→ THE REQUEST:
Change "be found" to "be located" throughout the records below and leave everything else unchanged.

→ DATA EXCERPTS:
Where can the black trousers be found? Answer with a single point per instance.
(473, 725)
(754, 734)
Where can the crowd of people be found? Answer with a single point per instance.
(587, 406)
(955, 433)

→ REPLY TO THE TASK:
Where can the black trousers be located? Answer with a single point per instance.
(473, 725)
(754, 734)
Where can the crowd of people be located? Answer with a single point per instance.
(587, 406)
(955, 433)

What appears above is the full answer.